Copy the records from their start through the line containing "396 162 L 343", replacing "jersey" with "shirt" and changing nothing else. Give only those lines and leave out the pictures.

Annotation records
——
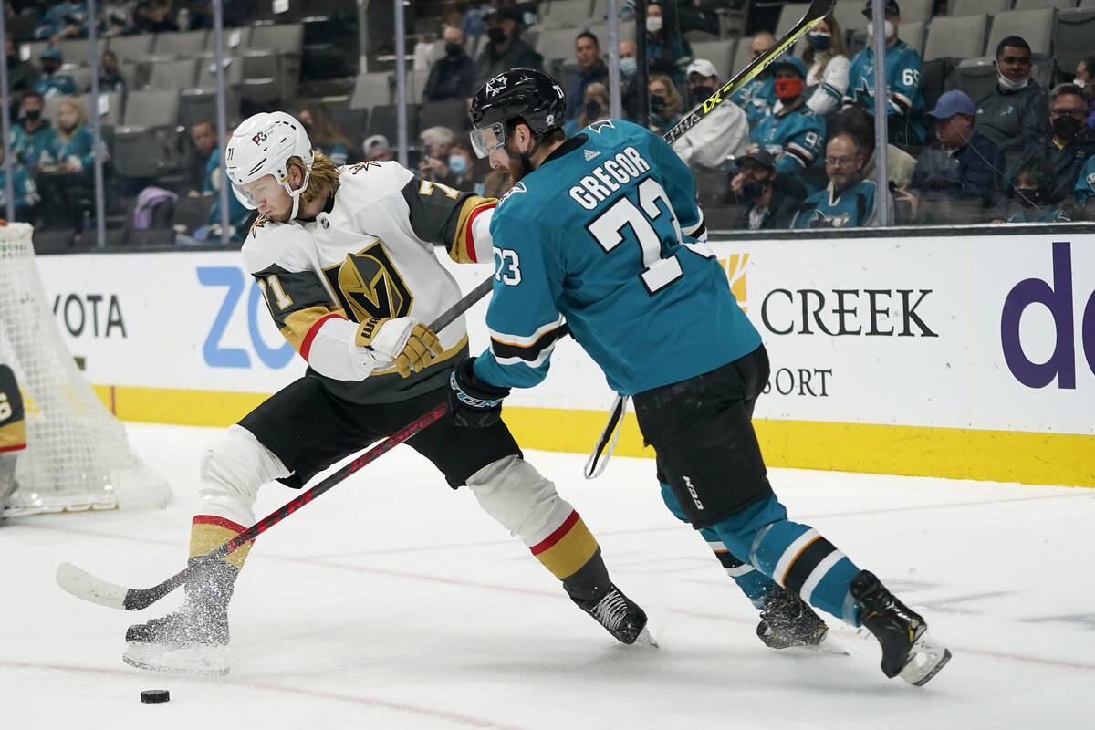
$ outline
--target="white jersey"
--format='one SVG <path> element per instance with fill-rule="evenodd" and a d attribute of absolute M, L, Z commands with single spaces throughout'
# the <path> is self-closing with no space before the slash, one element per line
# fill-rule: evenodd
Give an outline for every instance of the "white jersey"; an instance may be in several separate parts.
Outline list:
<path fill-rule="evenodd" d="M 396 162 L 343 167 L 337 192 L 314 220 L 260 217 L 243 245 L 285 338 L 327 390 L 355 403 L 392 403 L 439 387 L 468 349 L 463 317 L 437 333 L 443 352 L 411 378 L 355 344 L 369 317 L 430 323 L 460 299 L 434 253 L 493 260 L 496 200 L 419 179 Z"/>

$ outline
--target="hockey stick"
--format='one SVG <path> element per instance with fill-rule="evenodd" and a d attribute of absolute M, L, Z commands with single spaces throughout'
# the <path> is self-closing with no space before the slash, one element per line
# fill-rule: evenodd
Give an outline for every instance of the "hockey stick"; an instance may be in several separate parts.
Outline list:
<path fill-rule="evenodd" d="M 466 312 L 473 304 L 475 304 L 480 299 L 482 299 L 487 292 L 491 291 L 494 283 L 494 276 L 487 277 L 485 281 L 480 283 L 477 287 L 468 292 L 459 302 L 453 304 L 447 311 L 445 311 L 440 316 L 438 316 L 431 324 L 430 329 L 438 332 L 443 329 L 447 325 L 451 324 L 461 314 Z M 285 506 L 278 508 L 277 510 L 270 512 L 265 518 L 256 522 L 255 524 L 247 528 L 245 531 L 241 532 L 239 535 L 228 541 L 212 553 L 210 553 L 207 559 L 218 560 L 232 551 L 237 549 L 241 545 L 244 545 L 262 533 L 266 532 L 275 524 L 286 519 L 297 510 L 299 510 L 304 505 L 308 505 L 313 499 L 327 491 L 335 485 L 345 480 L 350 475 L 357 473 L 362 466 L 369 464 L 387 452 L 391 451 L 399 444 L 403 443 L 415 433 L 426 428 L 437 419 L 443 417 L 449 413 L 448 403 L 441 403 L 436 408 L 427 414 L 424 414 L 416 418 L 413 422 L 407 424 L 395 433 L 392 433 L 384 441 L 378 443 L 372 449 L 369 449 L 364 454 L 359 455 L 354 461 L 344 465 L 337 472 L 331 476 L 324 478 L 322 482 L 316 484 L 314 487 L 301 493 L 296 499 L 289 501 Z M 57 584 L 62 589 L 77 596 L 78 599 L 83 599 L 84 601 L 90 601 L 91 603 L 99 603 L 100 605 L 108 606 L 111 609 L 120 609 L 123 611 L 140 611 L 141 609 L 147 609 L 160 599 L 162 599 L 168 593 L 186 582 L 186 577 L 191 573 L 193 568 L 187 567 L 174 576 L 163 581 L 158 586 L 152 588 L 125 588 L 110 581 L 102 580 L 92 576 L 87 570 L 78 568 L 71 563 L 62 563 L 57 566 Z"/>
——
## RESPONSE TO THE TASK
$ outline
--target="white shirt"
--format='one SVG <path> element per instance with fill-rule="evenodd" and a d attribute of absolute M, L, Z commands with single spaces throughout'
# the <path> is self-closing with no space before the slash, one element per line
# fill-rule: evenodd
Give an outline for every instance of the "white shirt"; an instance may be in several separate parts.
Outline list:
<path fill-rule="evenodd" d="M 396 162 L 343 167 L 337 192 L 314 220 L 260 217 L 243 245 L 285 338 L 327 390 L 355 403 L 392 403 L 439 387 L 468 349 L 463 317 L 437 333 L 443 352 L 411 378 L 355 344 L 369 317 L 430 323 L 460 299 L 434 253 L 493 260 L 496 200 L 419 179 Z"/>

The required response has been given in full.